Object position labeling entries
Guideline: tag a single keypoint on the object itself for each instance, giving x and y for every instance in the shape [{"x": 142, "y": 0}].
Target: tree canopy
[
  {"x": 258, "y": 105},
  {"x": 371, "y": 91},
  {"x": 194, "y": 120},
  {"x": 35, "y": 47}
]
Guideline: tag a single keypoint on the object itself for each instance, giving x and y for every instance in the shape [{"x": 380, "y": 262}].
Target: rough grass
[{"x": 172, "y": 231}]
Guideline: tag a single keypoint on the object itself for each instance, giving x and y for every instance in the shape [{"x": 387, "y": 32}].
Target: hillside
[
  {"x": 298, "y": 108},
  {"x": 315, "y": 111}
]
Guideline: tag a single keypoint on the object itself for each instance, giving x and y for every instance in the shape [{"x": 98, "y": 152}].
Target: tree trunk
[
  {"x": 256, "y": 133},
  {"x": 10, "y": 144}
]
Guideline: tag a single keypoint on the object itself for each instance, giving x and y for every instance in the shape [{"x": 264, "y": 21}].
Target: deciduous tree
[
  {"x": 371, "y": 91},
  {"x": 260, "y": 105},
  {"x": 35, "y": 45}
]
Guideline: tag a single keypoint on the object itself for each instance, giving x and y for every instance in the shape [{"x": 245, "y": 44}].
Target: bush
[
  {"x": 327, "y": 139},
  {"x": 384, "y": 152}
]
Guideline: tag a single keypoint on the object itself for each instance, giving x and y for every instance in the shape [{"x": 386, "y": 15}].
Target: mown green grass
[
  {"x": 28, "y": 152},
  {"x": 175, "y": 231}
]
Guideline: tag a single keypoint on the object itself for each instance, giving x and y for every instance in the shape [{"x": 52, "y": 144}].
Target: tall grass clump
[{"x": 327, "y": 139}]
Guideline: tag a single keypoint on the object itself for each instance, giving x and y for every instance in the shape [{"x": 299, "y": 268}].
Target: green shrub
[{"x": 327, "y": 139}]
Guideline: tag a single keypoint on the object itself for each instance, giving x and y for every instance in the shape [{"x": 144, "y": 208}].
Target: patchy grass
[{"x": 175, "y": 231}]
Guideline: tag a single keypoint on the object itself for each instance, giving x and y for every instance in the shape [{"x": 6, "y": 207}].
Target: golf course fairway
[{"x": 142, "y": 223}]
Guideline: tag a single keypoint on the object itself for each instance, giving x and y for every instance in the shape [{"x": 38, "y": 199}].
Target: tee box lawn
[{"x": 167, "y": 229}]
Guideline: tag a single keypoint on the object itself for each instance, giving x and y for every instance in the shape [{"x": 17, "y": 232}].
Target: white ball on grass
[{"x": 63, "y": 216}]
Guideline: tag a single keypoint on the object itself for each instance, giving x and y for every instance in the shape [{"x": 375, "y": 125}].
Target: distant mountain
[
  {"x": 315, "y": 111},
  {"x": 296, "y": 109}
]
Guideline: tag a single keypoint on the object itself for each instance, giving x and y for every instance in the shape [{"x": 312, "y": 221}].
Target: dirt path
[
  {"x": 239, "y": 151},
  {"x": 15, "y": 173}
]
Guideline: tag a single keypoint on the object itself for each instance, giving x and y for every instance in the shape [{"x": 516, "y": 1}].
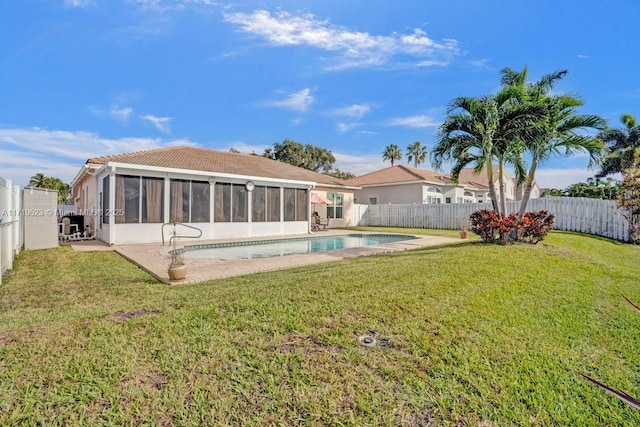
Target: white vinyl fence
[
  {"x": 592, "y": 216},
  {"x": 10, "y": 236}
]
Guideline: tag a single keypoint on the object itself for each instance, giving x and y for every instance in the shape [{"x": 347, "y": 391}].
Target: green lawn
[{"x": 469, "y": 334}]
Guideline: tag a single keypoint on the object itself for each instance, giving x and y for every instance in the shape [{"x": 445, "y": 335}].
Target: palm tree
[
  {"x": 392, "y": 152},
  {"x": 479, "y": 131},
  {"x": 38, "y": 180},
  {"x": 623, "y": 145},
  {"x": 556, "y": 125},
  {"x": 417, "y": 153}
]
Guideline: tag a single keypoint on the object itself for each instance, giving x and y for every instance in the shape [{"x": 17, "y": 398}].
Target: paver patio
[{"x": 155, "y": 258}]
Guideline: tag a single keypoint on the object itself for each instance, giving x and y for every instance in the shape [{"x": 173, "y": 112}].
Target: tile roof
[
  {"x": 201, "y": 159},
  {"x": 403, "y": 173},
  {"x": 470, "y": 175}
]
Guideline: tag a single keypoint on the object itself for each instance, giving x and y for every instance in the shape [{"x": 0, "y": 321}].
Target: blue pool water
[{"x": 283, "y": 247}]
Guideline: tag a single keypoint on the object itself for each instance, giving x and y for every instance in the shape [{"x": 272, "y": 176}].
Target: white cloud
[
  {"x": 346, "y": 127},
  {"x": 353, "y": 48},
  {"x": 356, "y": 110},
  {"x": 163, "y": 124},
  {"x": 121, "y": 114},
  {"x": 27, "y": 151},
  {"x": 421, "y": 121},
  {"x": 168, "y": 5},
  {"x": 479, "y": 63},
  {"x": 358, "y": 164},
  {"x": 78, "y": 3},
  {"x": 298, "y": 101}
]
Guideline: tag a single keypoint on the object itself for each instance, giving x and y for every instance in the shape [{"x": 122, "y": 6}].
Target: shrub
[
  {"x": 495, "y": 228},
  {"x": 534, "y": 226}
]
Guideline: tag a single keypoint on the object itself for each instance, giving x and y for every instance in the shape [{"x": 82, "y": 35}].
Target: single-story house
[
  {"x": 406, "y": 184},
  {"x": 127, "y": 197},
  {"x": 535, "y": 190}
]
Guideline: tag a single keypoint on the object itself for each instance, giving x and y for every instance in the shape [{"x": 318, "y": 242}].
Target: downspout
[
  {"x": 309, "y": 188},
  {"x": 112, "y": 204}
]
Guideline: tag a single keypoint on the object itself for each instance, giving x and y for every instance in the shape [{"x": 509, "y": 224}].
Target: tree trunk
[
  {"x": 503, "y": 201},
  {"x": 492, "y": 188},
  {"x": 526, "y": 195}
]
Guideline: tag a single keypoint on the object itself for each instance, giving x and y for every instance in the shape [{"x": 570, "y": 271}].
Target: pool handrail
[{"x": 176, "y": 235}]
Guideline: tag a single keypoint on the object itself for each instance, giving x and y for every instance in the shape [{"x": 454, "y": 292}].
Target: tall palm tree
[
  {"x": 557, "y": 128},
  {"x": 479, "y": 131},
  {"x": 392, "y": 152},
  {"x": 623, "y": 144},
  {"x": 416, "y": 152}
]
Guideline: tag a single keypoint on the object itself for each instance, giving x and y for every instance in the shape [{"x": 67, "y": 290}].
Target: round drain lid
[{"x": 367, "y": 340}]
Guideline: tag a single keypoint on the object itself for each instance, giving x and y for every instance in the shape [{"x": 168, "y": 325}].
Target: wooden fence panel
[{"x": 591, "y": 216}]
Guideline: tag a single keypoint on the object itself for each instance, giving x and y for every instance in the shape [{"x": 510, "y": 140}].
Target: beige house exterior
[
  {"x": 126, "y": 198},
  {"x": 405, "y": 184}
]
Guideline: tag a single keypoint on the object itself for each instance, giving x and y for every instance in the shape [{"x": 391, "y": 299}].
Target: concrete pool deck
[{"x": 155, "y": 258}]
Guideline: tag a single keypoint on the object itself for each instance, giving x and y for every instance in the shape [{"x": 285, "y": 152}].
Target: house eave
[{"x": 217, "y": 175}]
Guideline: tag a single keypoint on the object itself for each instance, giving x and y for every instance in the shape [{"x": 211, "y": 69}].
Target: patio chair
[{"x": 320, "y": 223}]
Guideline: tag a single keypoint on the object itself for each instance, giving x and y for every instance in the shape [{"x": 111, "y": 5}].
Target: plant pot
[{"x": 177, "y": 273}]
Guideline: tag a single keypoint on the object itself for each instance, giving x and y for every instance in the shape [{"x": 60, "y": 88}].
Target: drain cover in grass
[{"x": 367, "y": 340}]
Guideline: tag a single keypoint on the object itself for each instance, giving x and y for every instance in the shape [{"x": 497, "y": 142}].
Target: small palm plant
[{"x": 177, "y": 269}]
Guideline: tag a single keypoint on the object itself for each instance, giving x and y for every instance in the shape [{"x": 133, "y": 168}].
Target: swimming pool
[{"x": 282, "y": 247}]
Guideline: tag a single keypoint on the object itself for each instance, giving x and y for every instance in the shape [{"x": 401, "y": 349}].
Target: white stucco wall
[
  {"x": 148, "y": 233},
  {"x": 40, "y": 221},
  {"x": 394, "y": 194}
]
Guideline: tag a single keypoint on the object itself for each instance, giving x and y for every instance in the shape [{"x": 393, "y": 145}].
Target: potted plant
[
  {"x": 464, "y": 228},
  {"x": 177, "y": 269}
]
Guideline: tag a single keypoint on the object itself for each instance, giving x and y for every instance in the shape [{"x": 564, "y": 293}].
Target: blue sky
[{"x": 85, "y": 78}]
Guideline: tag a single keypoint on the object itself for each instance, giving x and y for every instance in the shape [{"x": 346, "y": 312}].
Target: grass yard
[{"x": 468, "y": 334}]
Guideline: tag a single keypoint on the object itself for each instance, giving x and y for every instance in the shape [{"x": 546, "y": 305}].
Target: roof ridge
[{"x": 102, "y": 159}]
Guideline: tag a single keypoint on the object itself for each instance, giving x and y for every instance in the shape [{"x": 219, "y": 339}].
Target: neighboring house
[
  {"x": 535, "y": 190},
  {"x": 470, "y": 175},
  {"x": 406, "y": 184},
  {"x": 127, "y": 197}
]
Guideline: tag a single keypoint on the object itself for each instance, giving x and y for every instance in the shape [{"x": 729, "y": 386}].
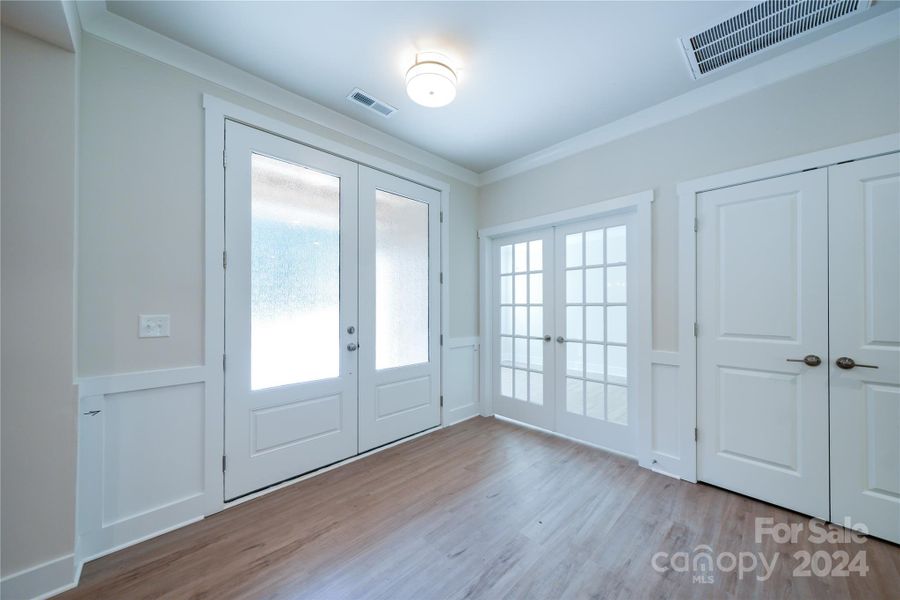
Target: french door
[
  {"x": 399, "y": 325},
  {"x": 331, "y": 309},
  {"x": 595, "y": 297},
  {"x": 799, "y": 342},
  {"x": 563, "y": 322}
]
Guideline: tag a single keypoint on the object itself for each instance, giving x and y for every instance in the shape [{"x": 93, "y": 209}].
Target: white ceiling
[
  {"x": 533, "y": 73},
  {"x": 44, "y": 20}
]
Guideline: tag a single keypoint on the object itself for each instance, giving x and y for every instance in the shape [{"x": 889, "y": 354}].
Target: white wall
[
  {"x": 141, "y": 211},
  {"x": 851, "y": 100},
  {"x": 38, "y": 256}
]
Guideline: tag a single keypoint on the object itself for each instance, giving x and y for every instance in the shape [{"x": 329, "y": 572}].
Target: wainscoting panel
[
  {"x": 660, "y": 443},
  {"x": 141, "y": 457},
  {"x": 461, "y": 380}
]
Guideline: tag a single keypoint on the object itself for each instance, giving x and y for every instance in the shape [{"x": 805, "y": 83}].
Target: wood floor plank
[{"x": 484, "y": 509}]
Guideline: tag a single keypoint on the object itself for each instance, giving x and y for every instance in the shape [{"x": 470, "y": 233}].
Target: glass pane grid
[
  {"x": 521, "y": 296},
  {"x": 596, "y": 297}
]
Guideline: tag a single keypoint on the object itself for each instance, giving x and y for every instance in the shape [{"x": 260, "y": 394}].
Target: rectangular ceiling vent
[
  {"x": 763, "y": 26},
  {"x": 357, "y": 96}
]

EXERCISE AIM »
Please find every line above that contains the word "drain" and copy each one.

SOLUTION FOR THIS PROBLEM »
Target: round drain lid
Target: drain cover in grass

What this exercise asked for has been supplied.